● **Description of the task**
Take the data below and filter it for lines containing the word "monitor"; show each line found.

● **Records from a dataset**
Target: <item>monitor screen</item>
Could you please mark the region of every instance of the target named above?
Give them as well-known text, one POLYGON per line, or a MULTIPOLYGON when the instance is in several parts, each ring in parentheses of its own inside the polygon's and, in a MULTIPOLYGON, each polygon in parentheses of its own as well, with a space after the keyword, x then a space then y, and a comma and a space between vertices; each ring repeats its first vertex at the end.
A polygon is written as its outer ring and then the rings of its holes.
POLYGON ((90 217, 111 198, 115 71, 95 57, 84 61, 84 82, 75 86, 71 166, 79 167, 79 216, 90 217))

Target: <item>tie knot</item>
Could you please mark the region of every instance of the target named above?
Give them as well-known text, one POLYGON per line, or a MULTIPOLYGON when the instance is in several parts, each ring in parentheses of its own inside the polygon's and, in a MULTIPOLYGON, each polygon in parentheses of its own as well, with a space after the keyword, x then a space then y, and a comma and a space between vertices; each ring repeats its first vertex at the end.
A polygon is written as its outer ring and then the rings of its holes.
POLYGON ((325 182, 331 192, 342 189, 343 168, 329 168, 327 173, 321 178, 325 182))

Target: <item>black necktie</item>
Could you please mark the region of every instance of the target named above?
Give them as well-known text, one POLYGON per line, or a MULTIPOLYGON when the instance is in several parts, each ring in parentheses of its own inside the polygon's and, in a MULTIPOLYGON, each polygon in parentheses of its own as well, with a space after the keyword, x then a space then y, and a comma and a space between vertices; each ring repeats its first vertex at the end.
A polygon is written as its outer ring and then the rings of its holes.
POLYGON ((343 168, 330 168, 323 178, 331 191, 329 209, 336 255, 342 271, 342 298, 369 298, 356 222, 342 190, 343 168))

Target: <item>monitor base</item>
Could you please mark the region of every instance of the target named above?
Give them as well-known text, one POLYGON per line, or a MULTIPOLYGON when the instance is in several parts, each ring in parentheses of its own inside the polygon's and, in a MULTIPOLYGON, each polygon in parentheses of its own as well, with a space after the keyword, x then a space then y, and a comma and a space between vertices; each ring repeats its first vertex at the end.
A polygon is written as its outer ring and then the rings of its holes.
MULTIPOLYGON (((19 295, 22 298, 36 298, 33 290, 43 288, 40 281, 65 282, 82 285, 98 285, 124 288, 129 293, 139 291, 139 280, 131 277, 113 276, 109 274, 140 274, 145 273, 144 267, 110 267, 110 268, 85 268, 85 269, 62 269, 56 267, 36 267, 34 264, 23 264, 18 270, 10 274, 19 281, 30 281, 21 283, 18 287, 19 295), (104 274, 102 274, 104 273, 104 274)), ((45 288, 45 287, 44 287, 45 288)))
* * *
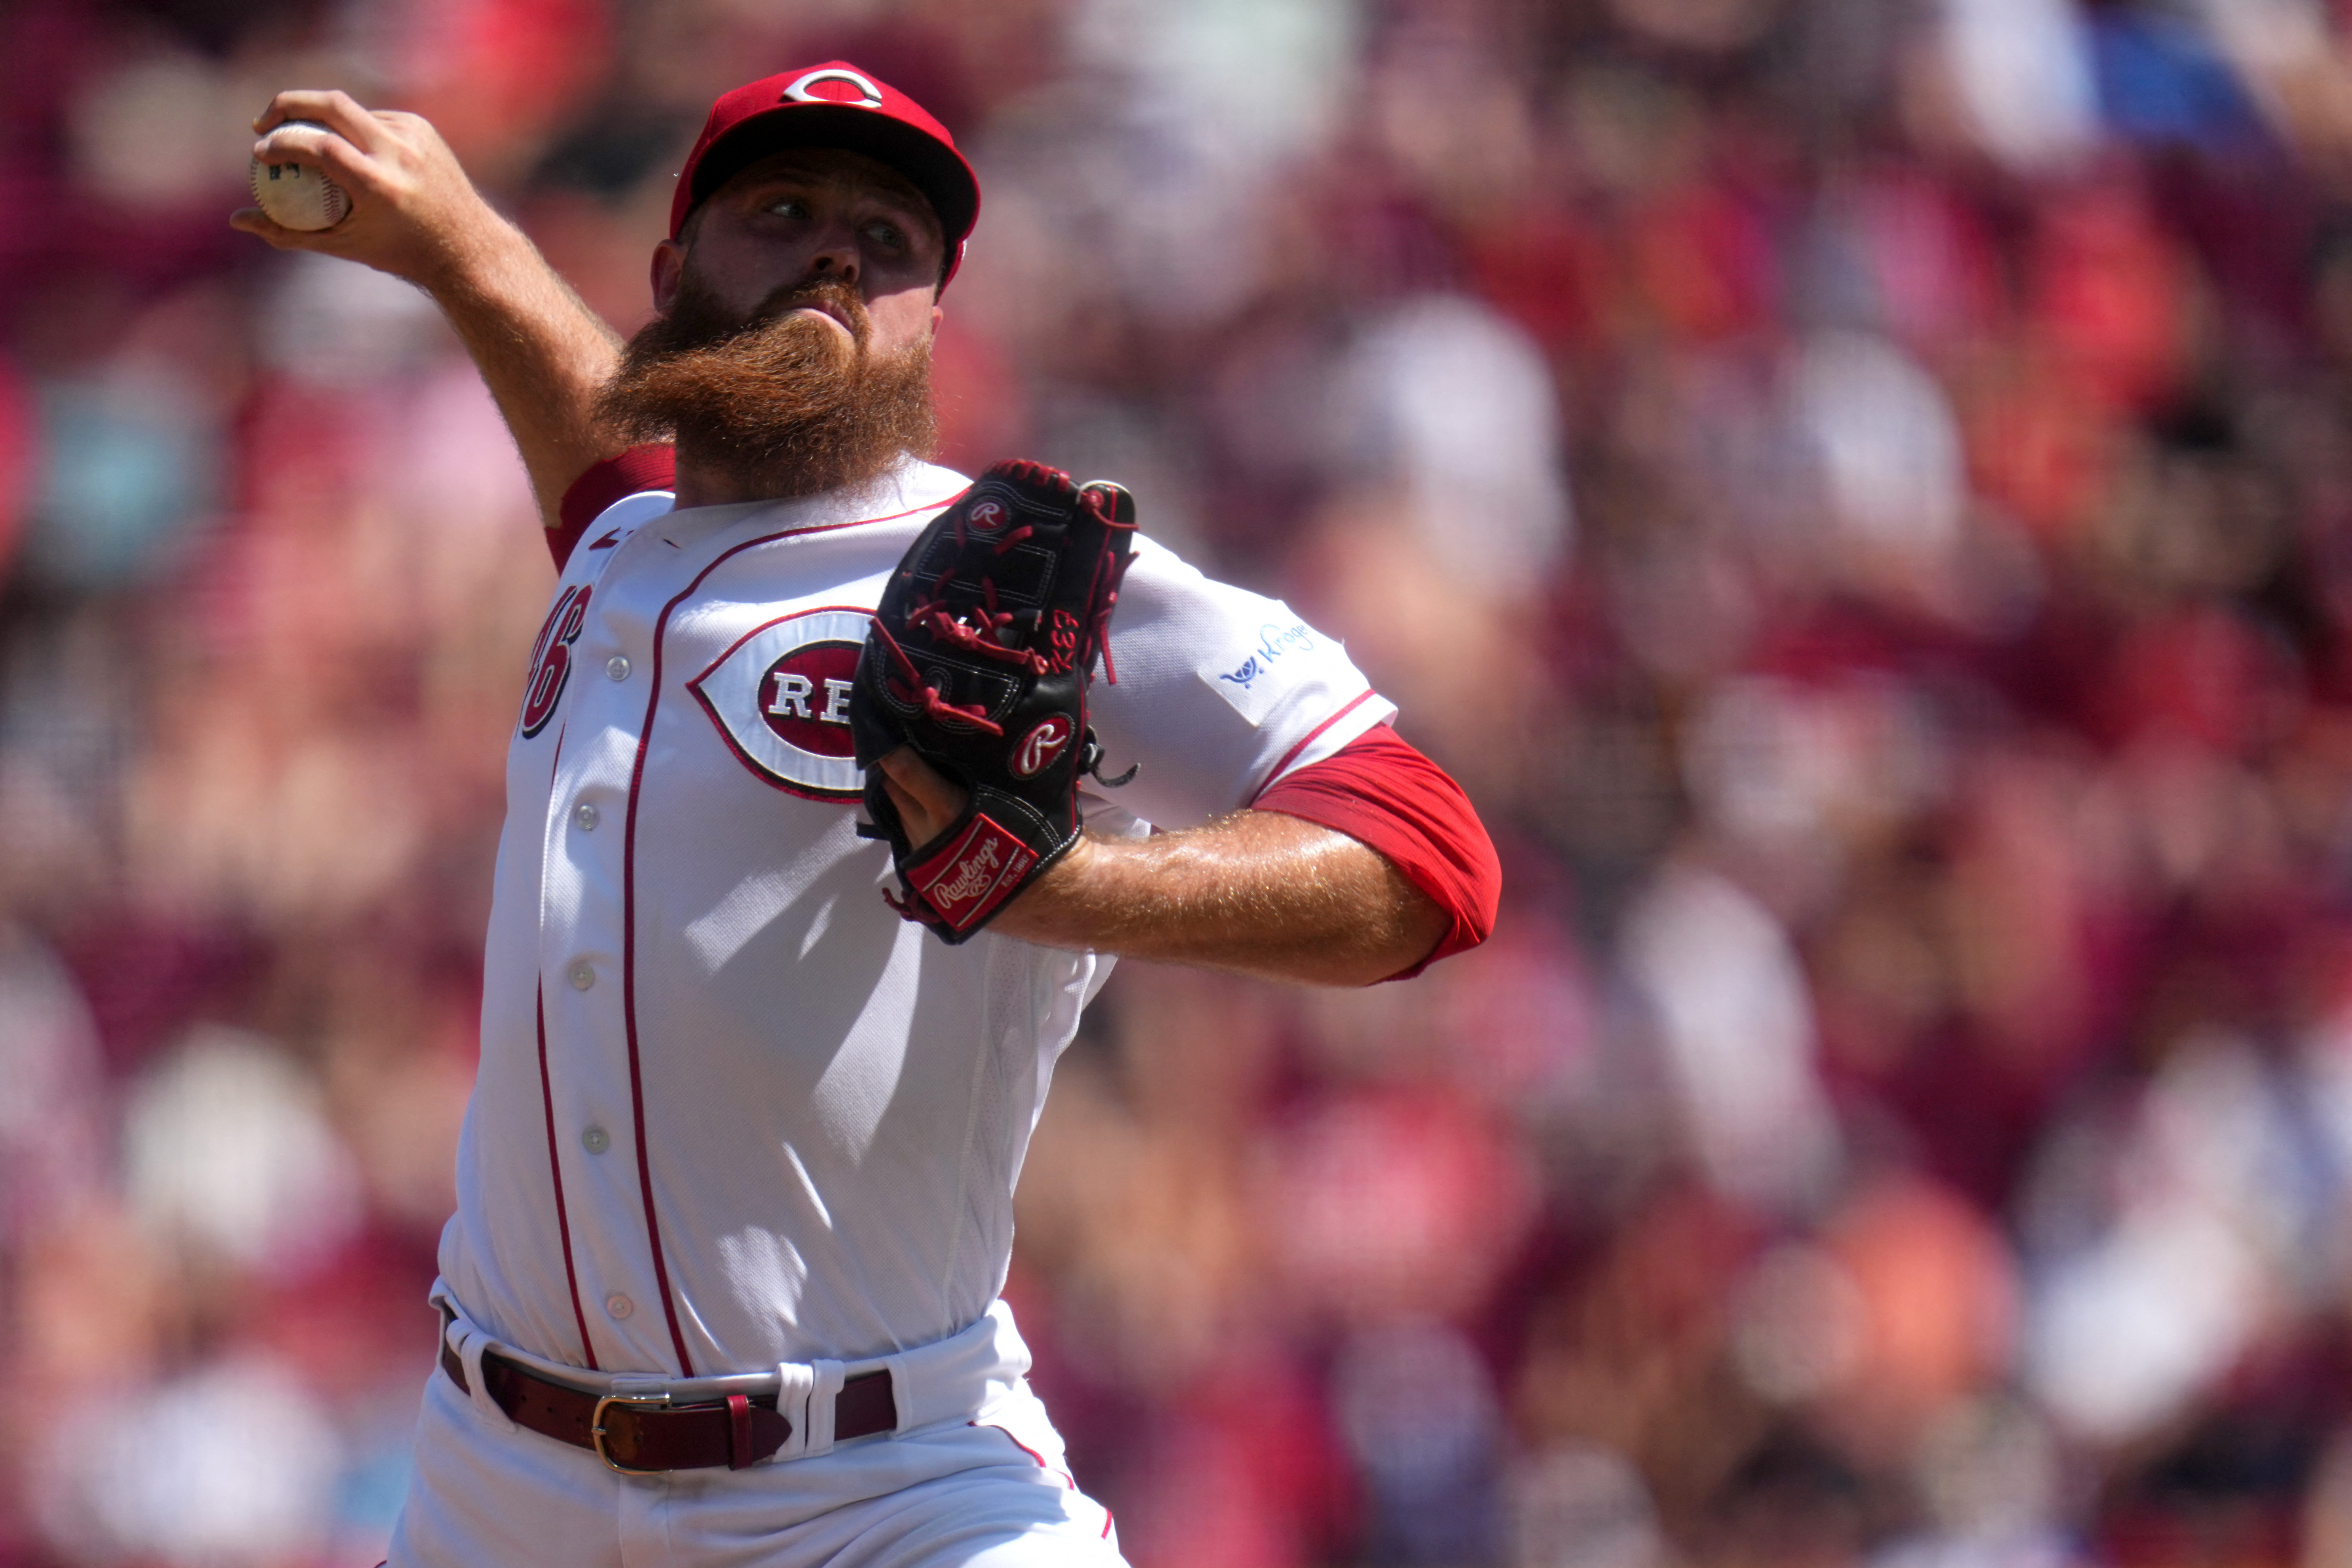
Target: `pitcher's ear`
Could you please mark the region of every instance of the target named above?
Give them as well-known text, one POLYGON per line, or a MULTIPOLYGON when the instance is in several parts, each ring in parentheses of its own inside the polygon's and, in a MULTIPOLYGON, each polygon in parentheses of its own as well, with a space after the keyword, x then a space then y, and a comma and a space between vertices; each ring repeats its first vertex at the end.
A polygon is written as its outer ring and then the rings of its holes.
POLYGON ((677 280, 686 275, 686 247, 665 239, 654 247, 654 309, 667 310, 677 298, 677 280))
--
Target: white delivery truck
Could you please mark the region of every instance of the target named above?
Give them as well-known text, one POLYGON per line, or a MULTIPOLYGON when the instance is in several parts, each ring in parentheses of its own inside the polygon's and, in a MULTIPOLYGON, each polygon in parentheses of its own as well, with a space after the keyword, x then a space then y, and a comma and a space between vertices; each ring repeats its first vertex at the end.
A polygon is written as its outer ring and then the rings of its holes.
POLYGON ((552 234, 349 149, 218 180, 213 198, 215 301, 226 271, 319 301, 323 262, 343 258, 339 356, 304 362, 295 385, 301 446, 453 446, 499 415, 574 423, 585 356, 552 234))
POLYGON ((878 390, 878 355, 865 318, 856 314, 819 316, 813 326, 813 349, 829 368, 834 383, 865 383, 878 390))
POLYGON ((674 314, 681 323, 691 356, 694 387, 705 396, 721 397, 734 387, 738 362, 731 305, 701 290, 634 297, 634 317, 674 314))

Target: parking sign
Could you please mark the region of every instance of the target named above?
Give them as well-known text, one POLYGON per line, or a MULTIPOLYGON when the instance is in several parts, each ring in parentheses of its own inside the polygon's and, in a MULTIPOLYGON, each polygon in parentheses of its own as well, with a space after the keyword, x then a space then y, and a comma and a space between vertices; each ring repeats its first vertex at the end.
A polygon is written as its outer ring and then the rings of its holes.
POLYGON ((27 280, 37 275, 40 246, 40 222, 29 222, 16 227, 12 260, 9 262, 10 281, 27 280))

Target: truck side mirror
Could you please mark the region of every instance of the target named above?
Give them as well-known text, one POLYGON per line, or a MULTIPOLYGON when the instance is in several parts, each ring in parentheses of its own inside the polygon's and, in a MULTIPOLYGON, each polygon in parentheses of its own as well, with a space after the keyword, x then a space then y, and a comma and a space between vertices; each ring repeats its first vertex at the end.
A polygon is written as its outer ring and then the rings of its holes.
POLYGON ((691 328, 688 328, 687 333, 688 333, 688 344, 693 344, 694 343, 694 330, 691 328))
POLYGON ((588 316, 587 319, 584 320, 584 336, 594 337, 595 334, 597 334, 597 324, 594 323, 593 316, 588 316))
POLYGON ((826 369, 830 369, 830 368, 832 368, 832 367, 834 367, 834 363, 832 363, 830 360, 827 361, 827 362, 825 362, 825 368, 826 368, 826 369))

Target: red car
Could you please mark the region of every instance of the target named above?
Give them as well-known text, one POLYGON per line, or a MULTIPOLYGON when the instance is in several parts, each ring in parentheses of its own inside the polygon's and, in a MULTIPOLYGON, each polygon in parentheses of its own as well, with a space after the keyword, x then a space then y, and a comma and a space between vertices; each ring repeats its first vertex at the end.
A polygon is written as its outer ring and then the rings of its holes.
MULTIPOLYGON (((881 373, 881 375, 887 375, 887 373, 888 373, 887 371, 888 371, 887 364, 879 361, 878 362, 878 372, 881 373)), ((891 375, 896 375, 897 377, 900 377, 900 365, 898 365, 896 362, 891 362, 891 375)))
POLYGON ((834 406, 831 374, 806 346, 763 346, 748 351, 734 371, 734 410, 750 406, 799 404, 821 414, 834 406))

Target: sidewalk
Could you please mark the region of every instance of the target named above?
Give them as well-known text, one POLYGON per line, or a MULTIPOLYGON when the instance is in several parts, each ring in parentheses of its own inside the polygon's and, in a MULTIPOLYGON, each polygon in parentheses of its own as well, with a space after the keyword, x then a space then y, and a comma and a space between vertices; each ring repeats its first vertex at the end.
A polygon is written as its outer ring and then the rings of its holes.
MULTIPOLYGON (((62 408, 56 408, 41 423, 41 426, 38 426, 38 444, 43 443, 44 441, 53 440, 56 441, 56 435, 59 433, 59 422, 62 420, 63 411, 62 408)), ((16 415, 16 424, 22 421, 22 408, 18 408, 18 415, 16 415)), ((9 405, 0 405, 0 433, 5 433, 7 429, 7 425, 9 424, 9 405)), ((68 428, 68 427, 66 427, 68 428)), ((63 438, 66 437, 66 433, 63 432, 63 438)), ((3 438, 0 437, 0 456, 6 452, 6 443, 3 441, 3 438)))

● **Task answer**
Target: <item>monitor screen</item>
Target: <item>monitor base</item>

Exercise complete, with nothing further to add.